#### TASK GOAL
Search the data below for "kitchen" and report how many lines contain it, with no other text.

*** Opening DATASET ENTRIES ***

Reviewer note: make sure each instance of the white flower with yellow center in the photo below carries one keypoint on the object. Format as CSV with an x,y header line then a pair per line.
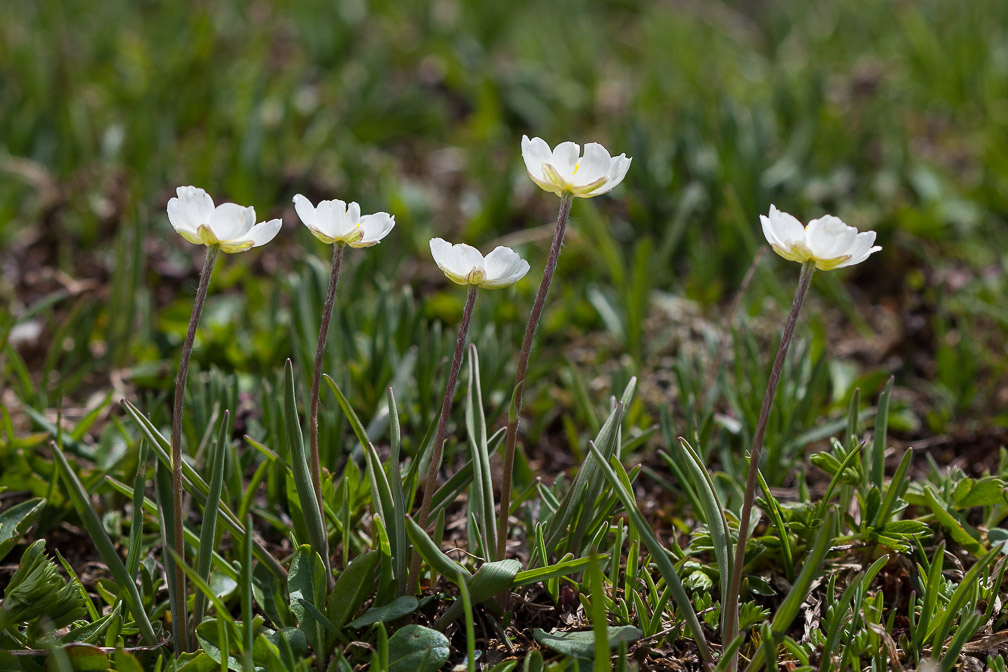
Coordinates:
x,y
229,225
336,222
465,265
827,241
564,170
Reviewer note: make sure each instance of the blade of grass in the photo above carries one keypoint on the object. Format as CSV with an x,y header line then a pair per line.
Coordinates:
x,y
208,531
661,559
93,524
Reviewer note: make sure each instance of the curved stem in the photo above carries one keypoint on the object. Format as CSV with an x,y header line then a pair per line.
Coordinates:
x,y
519,377
732,597
179,620
437,449
327,314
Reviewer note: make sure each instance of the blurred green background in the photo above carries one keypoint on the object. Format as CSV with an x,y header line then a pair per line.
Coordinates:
x,y
891,115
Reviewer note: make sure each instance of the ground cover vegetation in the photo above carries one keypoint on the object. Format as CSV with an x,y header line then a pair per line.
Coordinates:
x,y
140,533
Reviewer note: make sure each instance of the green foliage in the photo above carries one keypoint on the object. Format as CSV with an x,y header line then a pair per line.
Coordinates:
x,y
37,598
890,116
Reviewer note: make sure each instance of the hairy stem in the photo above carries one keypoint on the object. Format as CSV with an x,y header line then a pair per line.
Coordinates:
x,y
327,314
437,449
519,377
179,620
732,598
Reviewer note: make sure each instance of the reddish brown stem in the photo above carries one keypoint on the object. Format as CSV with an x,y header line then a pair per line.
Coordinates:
x,y
327,314
732,596
438,445
179,620
514,414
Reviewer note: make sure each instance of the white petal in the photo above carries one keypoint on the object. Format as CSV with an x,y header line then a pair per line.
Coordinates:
x,y
331,218
375,227
305,211
501,263
564,159
862,249
785,228
593,165
504,268
353,215
191,209
231,222
535,152
263,232
617,171
829,238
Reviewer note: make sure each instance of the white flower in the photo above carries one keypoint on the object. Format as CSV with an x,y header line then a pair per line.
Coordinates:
x,y
231,226
463,264
336,222
827,241
563,170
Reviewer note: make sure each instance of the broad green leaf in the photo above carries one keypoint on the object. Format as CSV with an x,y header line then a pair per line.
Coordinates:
x,y
581,644
396,609
416,649
93,524
306,584
15,522
352,587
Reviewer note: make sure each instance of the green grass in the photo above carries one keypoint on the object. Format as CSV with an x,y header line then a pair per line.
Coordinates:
x,y
891,116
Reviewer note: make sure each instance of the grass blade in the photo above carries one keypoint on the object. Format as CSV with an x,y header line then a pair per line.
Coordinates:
x,y
208,530
93,524
658,553
302,476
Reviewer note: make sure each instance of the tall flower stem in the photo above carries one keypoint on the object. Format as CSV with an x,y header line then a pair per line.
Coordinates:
x,y
438,446
327,314
732,597
519,377
179,620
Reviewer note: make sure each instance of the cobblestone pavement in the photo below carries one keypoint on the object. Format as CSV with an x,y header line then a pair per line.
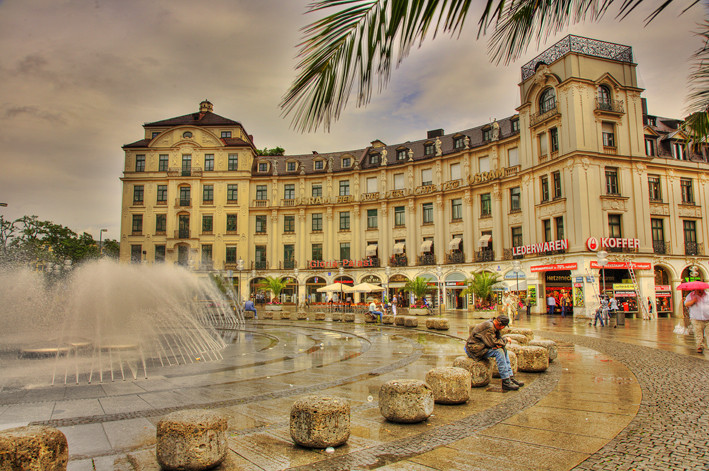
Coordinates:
x,y
628,398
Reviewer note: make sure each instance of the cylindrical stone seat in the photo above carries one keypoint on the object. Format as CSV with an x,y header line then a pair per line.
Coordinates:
x,y
450,385
320,421
519,338
191,440
550,345
406,400
513,364
35,447
533,359
480,370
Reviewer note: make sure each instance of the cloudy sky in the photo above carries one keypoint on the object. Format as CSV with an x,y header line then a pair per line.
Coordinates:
x,y
80,77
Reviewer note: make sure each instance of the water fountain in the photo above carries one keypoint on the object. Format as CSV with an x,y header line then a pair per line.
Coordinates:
x,y
108,320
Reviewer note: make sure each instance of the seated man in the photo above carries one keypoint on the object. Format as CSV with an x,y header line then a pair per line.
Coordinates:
x,y
249,306
373,309
485,341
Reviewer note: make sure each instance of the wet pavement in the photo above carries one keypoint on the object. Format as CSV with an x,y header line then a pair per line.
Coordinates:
x,y
631,397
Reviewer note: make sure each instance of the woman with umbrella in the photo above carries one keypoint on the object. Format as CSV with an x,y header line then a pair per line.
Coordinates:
x,y
697,301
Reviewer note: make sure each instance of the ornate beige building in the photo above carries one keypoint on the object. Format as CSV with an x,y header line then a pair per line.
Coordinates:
x,y
581,165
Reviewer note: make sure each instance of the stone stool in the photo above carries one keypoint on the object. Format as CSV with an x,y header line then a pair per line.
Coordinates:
x,y
480,370
533,359
320,421
191,440
406,400
519,338
550,345
513,364
35,447
450,385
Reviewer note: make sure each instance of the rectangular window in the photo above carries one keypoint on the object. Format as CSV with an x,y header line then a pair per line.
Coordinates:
x,y
653,182
317,222
289,224
208,193
398,181
232,193
233,162
316,252
427,176
515,199
559,222
207,223
554,139
344,220
612,187
615,228
344,250
485,204
261,192
399,216
608,134
372,219
159,253
289,192
208,162
261,224
517,236
687,192
137,227
230,254
160,223
231,222
546,229
556,180
427,210
138,194
457,209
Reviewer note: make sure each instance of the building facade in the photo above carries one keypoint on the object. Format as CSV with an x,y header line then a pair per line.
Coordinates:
x,y
581,167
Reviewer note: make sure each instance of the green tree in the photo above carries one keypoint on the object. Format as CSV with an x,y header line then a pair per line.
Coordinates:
x,y
273,284
355,47
480,285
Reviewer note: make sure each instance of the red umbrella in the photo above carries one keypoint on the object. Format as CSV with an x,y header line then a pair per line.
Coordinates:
x,y
692,285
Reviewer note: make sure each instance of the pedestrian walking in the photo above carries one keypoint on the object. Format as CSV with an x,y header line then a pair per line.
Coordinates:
x,y
697,302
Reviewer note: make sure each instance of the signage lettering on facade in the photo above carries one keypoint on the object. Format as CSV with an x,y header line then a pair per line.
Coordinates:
x,y
541,247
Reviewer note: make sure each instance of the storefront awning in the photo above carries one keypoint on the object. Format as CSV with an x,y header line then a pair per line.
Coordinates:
x,y
454,244
426,246
484,241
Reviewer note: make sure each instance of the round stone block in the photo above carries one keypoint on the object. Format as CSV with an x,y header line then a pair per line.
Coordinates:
x,y
406,400
533,359
480,370
191,440
450,385
35,447
519,338
513,363
550,345
320,421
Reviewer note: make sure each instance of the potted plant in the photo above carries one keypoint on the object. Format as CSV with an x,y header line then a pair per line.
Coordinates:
x,y
419,287
273,285
481,287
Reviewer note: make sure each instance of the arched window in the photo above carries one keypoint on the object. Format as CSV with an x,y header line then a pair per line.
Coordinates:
x,y
547,100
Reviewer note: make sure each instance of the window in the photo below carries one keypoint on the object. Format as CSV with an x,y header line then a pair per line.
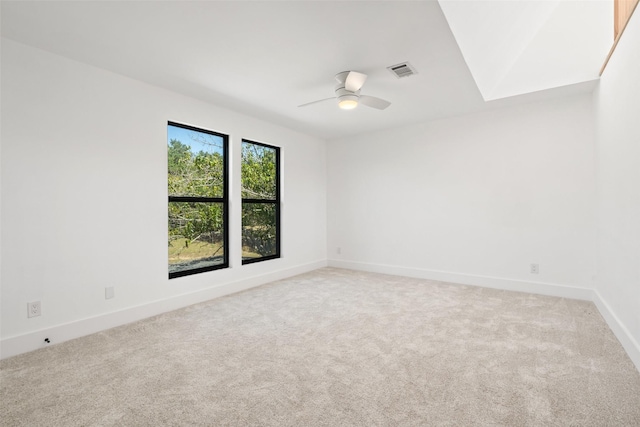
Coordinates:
x,y
198,200
260,202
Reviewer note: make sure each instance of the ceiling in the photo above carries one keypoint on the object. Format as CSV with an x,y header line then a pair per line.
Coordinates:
x,y
265,58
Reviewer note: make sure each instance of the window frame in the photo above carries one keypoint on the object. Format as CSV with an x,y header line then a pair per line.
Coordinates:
x,y
276,202
194,199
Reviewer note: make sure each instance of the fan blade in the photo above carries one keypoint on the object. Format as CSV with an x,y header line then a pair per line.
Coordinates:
x,y
372,101
315,102
354,81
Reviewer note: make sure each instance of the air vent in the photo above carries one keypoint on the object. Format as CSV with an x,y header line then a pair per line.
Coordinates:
x,y
402,70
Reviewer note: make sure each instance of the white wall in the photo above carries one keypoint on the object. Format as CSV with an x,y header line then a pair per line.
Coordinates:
x,y
617,103
84,199
474,199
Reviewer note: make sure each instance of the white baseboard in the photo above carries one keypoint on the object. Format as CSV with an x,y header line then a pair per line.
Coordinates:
x,y
541,288
19,344
630,345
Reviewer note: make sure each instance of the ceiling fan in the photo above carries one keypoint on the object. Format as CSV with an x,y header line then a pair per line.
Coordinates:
x,y
348,93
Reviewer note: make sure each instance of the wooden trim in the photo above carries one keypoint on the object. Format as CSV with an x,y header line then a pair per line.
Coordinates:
x,y
616,24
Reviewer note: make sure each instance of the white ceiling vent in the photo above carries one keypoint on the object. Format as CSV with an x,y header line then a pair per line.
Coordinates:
x,y
402,70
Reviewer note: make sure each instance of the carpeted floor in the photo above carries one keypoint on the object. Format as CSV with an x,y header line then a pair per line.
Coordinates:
x,y
335,348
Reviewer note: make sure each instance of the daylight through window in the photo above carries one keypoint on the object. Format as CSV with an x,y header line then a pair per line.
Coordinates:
x,y
198,200
260,202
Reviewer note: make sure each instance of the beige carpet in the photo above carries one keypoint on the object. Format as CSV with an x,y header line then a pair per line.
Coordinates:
x,y
336,348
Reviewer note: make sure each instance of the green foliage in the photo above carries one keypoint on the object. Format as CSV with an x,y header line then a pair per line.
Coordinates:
x,y
195,229
194,225
258,182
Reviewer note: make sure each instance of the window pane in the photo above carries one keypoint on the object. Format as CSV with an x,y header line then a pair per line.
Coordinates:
x,y
196,235
258,230
196,163
258,172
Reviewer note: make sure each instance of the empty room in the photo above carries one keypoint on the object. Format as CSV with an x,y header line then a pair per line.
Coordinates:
x,y
320,213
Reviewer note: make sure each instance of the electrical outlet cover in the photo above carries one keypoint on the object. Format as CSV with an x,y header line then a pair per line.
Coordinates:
x,y
33,309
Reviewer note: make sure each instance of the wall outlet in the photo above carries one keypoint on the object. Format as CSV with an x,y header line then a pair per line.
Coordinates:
x,y
535,269
33,309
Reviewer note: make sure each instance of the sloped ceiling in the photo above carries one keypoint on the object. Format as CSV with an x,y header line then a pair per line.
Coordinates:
x,y
264,58
518,47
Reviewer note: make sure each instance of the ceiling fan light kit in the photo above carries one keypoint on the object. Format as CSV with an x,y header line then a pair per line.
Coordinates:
x,y
348,92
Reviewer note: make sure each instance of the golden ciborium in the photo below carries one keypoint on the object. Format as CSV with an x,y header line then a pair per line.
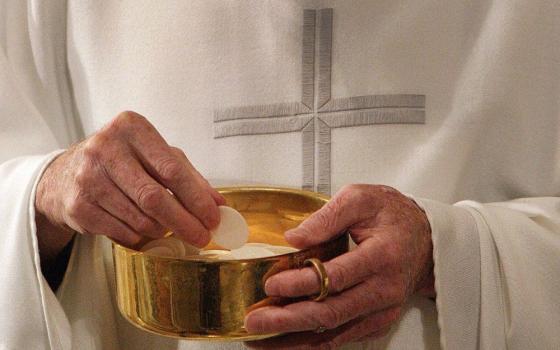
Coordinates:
x,y
207,299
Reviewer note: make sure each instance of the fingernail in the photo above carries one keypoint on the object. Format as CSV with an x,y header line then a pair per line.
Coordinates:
x,y
251,321
270,287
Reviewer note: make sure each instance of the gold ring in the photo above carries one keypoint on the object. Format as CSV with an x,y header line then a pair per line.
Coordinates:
x,y
323,277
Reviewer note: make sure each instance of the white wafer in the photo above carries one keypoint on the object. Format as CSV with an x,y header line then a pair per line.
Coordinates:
x,y
251,252
172,243
232,232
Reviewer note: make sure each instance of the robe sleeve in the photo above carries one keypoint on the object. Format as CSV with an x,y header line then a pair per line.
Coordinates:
x,y
497,273
36,121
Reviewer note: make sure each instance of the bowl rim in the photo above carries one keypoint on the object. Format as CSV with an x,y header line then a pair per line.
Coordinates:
x,y
229,189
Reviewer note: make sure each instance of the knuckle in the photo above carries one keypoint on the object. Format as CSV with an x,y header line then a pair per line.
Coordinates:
x,y
75,208
82,176
392,253
149,197
144,224
393,315
332,316
338,275
124,120
94,146
170,170
177,151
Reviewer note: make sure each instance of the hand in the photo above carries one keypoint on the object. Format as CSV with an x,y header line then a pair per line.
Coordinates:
x,y
368,285
117,183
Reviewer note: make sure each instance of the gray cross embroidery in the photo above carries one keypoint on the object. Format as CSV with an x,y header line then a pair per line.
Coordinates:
x,y
318,113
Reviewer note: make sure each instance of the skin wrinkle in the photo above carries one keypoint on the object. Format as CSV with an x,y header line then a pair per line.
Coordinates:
x,y
107,184
392,261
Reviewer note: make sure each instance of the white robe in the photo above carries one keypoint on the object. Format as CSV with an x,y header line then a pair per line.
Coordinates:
x,y
483,127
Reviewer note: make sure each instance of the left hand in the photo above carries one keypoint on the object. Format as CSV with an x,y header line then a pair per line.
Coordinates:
x,y
368,285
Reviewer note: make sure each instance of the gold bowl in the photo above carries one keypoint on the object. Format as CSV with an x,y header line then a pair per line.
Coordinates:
x,y
207,299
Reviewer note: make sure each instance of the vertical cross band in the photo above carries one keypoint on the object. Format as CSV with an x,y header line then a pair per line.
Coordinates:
x,y
318,112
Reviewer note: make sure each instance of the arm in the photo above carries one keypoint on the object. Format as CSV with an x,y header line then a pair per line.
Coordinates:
x,y
496,269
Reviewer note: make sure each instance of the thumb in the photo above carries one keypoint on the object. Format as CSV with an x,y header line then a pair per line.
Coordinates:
x,y
341,212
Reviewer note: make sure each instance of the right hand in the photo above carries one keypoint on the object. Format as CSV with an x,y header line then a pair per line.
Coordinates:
x,y
116,183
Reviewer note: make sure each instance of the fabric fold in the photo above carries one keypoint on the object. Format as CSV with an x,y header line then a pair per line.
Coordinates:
x,y
35,319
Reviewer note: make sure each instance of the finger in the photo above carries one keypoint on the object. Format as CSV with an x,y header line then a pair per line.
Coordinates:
x,y
342,211
362,329
120,206
310,315
218,198
89,218
155,201
343,271
173,172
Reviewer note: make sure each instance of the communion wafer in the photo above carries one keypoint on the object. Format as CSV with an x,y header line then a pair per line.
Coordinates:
x,y
232,232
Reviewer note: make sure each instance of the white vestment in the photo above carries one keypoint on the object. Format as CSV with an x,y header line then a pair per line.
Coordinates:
x,y
455,101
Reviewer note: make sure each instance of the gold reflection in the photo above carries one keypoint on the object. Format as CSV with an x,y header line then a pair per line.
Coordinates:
x,y
207,299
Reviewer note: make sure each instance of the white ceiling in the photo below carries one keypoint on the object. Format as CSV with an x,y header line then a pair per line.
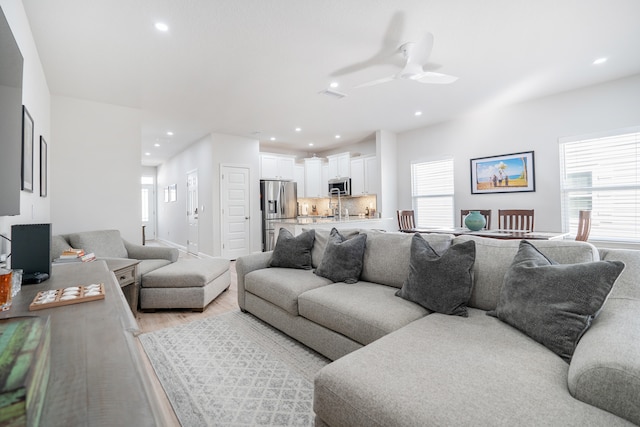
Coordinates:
x,y
245,66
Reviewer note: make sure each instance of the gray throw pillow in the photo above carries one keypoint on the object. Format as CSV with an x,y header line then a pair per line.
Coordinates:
x,y
440,283
343,258
293,252
554,303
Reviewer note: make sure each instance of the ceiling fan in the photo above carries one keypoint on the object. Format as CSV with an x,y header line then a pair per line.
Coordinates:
x,y
416,55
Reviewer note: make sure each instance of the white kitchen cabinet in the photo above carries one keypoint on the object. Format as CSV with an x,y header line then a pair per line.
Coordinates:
x,y
298,171
313,177
325,179
364,176
339,165
277,166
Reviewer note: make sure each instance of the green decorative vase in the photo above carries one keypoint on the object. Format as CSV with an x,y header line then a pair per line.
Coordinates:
x,y
475,221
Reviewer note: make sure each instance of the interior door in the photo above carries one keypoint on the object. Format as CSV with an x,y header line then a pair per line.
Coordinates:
x,y
234,192
192,212
149,211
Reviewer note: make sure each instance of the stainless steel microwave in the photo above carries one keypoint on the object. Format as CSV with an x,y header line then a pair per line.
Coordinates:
x,y
343,185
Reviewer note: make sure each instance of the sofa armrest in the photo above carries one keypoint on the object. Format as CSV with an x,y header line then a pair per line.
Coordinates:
x,y
605,368
245,265
151,252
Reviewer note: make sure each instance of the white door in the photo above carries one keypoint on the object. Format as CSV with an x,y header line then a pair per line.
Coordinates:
x,y
234,192
192,212
149,211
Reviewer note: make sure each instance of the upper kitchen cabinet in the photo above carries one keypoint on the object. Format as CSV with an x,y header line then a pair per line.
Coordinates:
x,y
313,183
364,176
277,166
339,165
298,171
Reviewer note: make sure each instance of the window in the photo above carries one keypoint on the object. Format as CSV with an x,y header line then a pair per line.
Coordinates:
x,y
602,174
432,193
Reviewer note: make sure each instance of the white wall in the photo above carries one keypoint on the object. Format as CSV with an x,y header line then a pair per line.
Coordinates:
x,y
206,155
533,126
36,97
95,172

*** Closing DATASET ENTRIES ***

#### TASK ANSWER
2